| TASK REQUIREMENTS |
Within these records, how many lines hold "door"? Give the number alone.

| DATASET RECORDS |
___
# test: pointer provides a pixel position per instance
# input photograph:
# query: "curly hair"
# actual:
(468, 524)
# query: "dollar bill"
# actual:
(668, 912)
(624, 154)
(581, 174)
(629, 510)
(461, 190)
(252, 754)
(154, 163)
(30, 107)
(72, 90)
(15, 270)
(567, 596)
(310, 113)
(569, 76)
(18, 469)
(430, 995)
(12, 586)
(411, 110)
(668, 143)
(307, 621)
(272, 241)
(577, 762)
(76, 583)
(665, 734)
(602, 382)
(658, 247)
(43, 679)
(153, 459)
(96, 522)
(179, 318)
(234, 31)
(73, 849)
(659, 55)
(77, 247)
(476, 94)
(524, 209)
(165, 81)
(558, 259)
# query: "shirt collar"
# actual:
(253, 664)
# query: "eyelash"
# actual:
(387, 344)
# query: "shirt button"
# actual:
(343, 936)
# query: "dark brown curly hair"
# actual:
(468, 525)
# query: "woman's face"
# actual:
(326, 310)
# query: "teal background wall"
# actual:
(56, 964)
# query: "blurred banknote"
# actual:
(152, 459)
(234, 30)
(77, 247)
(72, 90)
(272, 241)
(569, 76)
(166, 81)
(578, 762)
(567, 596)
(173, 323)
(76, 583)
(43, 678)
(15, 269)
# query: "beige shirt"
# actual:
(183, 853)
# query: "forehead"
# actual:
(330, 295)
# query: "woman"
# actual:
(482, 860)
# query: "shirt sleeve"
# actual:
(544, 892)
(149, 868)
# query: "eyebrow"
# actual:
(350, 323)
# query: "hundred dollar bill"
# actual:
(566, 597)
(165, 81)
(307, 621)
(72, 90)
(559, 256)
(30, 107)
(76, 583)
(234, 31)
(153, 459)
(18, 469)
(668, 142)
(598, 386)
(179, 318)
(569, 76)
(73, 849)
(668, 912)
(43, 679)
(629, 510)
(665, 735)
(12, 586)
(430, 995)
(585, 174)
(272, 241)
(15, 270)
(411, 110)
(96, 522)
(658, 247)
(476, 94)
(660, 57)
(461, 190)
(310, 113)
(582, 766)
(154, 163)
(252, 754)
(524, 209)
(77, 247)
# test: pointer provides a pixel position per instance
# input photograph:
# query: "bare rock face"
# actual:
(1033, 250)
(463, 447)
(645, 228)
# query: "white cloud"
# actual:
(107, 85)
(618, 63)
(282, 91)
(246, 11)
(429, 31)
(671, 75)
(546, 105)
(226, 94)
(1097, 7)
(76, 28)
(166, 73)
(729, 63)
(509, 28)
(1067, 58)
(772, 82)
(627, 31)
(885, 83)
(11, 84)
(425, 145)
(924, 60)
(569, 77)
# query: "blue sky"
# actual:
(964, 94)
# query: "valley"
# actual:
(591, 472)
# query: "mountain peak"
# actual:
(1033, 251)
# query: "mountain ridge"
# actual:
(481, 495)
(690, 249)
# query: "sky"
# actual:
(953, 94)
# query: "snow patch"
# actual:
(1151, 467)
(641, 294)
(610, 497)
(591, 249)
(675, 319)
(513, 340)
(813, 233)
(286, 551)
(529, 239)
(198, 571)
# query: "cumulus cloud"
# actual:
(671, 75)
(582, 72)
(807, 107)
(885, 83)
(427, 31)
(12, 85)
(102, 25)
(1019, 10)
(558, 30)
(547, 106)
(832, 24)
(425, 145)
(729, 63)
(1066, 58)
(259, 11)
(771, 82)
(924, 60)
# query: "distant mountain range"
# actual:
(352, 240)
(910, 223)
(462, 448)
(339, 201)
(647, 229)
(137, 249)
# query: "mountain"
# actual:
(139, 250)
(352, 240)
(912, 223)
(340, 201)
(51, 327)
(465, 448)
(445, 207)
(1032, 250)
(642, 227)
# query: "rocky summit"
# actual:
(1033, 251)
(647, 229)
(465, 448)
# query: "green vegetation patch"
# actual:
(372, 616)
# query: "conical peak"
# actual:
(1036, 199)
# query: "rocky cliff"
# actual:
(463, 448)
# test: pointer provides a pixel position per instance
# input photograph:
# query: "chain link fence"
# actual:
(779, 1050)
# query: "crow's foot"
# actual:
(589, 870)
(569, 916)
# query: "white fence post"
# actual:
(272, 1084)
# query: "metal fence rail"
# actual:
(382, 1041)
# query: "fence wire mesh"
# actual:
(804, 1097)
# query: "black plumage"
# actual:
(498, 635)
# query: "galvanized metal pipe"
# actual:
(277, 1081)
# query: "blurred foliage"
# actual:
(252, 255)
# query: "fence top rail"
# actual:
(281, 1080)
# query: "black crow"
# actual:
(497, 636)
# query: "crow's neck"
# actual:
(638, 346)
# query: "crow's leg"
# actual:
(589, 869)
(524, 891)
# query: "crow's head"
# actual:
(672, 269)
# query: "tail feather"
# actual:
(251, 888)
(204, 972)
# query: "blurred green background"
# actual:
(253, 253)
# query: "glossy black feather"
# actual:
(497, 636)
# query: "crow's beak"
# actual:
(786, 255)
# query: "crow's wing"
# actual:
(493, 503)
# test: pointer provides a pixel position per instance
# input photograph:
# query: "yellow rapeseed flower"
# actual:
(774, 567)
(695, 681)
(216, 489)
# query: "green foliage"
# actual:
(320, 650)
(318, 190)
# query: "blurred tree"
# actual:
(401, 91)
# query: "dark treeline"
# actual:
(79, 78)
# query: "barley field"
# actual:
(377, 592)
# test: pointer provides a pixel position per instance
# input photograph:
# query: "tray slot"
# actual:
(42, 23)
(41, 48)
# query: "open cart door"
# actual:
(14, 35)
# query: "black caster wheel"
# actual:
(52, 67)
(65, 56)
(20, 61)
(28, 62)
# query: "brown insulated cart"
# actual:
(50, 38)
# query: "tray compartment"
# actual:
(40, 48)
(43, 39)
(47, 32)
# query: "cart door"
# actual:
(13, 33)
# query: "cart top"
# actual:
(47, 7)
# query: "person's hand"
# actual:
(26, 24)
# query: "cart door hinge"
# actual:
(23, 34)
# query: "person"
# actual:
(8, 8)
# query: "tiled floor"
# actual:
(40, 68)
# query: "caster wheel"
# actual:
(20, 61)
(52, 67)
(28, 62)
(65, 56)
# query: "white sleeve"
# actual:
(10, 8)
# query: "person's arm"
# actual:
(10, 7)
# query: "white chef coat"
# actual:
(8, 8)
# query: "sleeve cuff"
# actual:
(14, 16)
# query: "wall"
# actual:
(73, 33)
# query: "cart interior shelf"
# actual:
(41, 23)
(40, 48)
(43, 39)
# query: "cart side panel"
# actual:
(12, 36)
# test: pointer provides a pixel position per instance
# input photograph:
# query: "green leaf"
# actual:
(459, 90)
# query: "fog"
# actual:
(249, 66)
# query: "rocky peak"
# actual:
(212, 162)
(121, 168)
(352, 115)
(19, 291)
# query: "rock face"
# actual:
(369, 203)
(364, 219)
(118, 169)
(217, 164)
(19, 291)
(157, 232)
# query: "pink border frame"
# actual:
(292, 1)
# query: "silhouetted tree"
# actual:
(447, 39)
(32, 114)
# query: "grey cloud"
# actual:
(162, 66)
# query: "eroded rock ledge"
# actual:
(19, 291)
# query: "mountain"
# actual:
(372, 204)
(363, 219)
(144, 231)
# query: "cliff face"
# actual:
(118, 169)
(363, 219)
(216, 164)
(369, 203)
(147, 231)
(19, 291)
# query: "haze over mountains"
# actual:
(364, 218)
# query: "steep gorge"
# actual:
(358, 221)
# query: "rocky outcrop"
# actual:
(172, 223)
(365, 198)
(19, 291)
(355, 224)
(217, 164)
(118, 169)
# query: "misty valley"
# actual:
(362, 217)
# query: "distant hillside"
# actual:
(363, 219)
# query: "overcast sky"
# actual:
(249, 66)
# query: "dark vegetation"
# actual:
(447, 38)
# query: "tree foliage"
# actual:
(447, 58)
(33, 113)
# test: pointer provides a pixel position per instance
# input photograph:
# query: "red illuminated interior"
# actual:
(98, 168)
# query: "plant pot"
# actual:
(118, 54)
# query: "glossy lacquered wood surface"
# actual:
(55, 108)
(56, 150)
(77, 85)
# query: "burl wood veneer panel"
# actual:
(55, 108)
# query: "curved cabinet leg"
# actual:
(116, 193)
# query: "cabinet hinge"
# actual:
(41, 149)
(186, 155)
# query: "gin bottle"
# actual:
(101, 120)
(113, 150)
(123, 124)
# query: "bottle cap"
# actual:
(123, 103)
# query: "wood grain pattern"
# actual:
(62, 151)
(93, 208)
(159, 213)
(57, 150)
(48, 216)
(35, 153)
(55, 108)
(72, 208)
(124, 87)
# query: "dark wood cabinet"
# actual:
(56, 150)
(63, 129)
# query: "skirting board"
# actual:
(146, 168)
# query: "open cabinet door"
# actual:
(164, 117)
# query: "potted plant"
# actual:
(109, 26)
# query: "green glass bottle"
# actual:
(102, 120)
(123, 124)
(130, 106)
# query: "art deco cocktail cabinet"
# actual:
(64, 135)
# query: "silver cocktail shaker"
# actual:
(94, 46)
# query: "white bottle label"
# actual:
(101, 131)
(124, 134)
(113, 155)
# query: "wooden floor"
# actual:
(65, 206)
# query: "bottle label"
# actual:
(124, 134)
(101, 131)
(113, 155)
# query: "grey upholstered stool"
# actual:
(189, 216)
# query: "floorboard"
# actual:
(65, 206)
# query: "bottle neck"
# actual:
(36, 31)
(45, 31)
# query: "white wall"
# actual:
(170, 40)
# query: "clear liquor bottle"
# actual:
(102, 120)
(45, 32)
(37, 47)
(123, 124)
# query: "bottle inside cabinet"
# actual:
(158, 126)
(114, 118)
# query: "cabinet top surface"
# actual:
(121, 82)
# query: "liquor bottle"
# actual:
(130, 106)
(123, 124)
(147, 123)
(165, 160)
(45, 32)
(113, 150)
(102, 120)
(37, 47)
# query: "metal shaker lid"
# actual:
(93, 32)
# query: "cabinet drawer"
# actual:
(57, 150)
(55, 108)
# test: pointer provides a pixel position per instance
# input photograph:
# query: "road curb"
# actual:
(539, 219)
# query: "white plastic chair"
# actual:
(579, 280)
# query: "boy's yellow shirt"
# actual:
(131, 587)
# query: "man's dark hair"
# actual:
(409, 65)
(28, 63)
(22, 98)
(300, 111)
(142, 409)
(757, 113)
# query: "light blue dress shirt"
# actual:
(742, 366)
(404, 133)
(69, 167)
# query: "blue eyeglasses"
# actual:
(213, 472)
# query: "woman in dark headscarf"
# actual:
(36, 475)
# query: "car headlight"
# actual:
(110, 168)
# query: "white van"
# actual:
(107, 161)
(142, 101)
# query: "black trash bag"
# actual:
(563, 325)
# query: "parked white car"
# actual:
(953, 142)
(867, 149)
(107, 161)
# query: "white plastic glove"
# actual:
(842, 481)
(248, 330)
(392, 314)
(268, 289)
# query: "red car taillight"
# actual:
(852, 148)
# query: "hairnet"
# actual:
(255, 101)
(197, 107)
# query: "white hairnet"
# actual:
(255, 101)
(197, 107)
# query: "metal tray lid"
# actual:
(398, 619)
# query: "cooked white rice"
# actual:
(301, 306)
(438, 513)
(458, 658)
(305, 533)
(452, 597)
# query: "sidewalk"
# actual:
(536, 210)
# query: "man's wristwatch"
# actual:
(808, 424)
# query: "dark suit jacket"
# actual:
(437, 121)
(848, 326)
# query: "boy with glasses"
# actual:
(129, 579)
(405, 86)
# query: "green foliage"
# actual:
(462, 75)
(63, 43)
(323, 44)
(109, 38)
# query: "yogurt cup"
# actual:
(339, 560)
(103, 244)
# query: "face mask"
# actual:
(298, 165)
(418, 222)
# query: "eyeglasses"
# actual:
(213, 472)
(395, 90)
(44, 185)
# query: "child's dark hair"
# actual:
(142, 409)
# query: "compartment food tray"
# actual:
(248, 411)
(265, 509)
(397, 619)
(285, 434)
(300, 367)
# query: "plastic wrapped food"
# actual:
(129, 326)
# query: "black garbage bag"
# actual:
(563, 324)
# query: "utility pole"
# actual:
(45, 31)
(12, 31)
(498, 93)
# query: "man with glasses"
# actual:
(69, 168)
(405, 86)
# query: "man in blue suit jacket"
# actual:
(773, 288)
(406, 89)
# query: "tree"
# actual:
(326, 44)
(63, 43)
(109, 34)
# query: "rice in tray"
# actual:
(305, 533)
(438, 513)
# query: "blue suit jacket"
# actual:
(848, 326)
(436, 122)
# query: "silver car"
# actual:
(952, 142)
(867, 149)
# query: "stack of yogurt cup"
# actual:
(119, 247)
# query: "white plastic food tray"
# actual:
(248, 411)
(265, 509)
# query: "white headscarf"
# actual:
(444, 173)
___
| EXPECTED ANSWER |
4